> Set exercise: Count the lines in the records below that contain the string "fence", and give only that number.

> Information provided:
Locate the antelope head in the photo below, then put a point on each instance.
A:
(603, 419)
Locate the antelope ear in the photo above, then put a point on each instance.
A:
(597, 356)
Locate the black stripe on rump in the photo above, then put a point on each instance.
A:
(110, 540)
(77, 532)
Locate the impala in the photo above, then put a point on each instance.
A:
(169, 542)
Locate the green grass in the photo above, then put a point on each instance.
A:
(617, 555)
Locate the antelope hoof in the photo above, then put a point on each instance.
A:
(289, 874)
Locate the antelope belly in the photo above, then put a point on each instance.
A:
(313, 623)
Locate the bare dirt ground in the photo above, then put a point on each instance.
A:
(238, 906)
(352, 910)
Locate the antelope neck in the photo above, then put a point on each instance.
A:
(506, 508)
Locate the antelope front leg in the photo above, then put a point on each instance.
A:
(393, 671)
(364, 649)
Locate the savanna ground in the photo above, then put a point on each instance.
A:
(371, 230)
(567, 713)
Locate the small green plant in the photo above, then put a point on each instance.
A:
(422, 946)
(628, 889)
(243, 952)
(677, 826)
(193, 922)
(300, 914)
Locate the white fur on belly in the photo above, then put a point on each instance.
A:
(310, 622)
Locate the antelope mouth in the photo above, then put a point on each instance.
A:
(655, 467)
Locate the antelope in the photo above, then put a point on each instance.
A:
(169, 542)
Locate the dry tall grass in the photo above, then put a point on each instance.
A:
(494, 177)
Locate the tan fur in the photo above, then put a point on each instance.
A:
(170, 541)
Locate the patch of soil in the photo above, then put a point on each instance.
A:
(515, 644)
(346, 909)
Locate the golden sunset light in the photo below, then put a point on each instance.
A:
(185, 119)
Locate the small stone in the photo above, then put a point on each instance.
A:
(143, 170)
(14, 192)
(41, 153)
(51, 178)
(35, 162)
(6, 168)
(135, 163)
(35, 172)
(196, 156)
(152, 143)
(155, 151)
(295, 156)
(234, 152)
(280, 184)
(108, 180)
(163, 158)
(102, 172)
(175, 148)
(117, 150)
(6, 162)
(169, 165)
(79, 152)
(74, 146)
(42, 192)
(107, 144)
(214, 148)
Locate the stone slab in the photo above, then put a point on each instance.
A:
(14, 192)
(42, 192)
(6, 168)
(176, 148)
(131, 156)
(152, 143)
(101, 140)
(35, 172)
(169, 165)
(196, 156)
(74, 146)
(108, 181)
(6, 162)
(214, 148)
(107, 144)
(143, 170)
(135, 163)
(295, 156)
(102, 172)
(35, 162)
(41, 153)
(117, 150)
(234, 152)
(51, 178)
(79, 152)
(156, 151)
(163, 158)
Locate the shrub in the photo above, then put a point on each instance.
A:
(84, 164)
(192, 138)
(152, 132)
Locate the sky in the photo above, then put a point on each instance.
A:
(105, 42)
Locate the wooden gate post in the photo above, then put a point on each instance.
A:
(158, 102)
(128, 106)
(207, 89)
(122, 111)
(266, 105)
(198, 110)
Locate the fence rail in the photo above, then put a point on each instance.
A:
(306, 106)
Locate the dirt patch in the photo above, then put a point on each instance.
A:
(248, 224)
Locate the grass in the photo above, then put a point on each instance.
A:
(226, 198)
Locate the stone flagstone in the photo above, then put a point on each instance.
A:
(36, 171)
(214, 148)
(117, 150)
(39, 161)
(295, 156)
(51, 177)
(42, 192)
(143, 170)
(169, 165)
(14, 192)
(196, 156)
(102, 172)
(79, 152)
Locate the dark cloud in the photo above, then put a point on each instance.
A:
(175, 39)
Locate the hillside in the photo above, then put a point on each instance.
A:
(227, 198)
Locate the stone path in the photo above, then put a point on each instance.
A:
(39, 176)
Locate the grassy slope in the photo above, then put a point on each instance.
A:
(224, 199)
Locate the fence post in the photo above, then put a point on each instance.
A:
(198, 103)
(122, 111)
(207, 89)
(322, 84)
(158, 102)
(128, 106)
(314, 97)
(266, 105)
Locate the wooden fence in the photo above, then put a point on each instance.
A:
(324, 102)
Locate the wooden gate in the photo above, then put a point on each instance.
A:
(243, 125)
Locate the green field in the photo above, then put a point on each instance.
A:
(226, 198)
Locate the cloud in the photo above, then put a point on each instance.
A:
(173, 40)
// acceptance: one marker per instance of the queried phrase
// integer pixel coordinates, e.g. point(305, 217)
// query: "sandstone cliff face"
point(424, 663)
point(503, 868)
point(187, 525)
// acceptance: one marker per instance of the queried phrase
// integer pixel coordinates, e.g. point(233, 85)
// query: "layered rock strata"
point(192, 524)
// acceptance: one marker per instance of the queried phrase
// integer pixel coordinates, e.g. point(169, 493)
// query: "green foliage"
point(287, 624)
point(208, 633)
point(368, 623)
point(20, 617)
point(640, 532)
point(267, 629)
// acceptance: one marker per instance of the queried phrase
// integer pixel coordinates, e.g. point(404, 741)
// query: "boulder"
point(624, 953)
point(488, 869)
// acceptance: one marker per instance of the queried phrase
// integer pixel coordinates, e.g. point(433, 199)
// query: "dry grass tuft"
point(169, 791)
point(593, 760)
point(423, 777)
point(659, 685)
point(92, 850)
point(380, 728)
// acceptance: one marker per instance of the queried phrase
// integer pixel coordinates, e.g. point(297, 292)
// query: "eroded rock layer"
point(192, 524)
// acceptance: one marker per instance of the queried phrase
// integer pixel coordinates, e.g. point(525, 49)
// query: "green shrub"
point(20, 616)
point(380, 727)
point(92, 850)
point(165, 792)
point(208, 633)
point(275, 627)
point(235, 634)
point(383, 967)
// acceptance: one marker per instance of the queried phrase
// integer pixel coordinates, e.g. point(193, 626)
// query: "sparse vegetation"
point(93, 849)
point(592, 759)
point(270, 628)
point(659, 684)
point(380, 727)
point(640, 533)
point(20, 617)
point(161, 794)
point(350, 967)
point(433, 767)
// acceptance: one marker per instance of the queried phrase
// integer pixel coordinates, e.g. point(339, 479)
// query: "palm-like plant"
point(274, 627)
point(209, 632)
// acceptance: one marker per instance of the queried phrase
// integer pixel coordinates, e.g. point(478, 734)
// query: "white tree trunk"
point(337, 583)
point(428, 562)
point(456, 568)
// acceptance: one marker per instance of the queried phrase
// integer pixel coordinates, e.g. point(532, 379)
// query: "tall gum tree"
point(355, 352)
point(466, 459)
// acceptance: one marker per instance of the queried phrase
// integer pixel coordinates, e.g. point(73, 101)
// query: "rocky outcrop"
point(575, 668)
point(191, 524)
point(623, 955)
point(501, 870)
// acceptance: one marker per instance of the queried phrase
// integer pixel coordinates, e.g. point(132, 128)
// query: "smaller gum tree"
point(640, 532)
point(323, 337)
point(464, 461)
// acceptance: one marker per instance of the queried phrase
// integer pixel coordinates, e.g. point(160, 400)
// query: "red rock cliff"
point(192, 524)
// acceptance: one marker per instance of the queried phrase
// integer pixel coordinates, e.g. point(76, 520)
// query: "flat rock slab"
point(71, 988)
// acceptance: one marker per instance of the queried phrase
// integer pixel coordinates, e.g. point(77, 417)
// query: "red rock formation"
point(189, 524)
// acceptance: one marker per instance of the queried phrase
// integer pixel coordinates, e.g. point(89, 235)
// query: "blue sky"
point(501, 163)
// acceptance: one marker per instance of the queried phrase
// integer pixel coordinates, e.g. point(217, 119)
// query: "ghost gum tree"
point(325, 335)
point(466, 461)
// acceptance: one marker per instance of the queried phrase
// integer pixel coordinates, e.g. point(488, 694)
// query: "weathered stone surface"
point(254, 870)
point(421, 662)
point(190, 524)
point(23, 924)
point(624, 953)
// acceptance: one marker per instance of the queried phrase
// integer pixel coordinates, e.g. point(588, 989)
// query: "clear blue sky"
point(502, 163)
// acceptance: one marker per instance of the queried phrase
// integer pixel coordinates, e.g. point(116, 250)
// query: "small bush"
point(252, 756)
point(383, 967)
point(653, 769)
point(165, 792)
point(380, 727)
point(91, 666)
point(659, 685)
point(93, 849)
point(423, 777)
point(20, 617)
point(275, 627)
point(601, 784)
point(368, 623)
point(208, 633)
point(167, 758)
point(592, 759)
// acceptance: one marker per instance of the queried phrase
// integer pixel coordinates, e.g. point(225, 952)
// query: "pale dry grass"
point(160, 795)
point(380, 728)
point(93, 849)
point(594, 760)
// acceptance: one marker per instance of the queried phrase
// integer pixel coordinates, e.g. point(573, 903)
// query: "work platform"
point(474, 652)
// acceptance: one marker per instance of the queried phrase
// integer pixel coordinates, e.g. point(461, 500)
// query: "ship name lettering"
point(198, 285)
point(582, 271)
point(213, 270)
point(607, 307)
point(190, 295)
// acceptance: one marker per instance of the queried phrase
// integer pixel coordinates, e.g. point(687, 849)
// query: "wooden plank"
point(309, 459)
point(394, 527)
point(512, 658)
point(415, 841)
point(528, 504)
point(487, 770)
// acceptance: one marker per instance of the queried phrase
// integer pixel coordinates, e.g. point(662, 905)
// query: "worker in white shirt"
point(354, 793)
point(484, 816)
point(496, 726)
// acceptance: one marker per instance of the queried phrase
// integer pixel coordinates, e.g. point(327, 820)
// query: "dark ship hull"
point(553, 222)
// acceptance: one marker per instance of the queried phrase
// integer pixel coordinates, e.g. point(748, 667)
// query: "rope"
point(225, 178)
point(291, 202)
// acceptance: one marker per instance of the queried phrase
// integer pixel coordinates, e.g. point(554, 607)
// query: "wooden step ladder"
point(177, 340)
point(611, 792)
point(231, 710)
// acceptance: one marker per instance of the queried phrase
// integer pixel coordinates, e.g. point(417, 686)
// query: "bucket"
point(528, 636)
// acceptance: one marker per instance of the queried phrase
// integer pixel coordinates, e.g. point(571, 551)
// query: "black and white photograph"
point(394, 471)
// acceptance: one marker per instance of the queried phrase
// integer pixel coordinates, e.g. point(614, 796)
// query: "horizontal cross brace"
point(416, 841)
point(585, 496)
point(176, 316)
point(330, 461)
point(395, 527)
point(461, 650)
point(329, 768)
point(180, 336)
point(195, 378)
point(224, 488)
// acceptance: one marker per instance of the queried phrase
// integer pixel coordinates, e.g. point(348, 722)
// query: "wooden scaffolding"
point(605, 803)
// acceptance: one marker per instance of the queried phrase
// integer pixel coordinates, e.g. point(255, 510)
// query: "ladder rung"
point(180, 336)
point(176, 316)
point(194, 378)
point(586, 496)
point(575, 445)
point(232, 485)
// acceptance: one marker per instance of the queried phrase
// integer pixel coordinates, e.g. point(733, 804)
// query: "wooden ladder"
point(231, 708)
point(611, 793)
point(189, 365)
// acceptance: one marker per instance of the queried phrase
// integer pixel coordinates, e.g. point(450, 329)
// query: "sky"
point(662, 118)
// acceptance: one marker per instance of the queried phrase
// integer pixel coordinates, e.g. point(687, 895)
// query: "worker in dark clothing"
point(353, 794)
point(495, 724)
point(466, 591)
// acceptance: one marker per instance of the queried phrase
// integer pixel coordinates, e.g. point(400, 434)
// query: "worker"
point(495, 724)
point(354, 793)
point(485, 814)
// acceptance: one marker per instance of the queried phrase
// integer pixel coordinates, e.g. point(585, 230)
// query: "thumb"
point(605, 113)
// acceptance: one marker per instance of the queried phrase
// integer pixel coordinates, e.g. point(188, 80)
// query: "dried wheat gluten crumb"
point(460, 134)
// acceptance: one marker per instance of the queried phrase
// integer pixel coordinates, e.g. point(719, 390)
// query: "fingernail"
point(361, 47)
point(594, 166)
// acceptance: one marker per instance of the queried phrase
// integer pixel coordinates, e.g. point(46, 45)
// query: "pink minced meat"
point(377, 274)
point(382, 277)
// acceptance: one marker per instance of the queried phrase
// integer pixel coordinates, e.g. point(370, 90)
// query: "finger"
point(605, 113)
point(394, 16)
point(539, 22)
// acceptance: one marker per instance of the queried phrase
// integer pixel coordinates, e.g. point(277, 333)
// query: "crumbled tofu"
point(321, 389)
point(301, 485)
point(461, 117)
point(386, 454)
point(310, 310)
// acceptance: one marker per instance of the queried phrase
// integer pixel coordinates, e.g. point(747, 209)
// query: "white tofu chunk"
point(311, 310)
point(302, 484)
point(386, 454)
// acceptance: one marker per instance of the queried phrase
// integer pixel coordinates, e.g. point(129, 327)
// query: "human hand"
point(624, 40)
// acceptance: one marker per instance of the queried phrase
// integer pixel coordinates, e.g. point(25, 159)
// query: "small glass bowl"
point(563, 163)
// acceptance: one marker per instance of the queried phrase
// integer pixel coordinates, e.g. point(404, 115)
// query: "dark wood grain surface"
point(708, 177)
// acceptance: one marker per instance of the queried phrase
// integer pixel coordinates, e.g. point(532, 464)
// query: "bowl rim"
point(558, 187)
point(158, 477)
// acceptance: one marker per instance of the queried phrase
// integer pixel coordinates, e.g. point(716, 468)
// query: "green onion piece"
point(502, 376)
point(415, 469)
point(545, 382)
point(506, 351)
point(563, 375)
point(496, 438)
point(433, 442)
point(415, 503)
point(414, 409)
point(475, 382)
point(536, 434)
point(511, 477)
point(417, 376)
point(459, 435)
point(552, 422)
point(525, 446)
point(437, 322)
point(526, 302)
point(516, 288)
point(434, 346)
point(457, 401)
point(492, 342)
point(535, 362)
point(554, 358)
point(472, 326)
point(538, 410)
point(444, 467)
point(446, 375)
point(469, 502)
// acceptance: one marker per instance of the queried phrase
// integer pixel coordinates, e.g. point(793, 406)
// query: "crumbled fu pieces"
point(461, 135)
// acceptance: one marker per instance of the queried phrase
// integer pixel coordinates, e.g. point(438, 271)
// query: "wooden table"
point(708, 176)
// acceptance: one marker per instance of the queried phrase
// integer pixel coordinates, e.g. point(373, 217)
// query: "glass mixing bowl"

> Final result: 3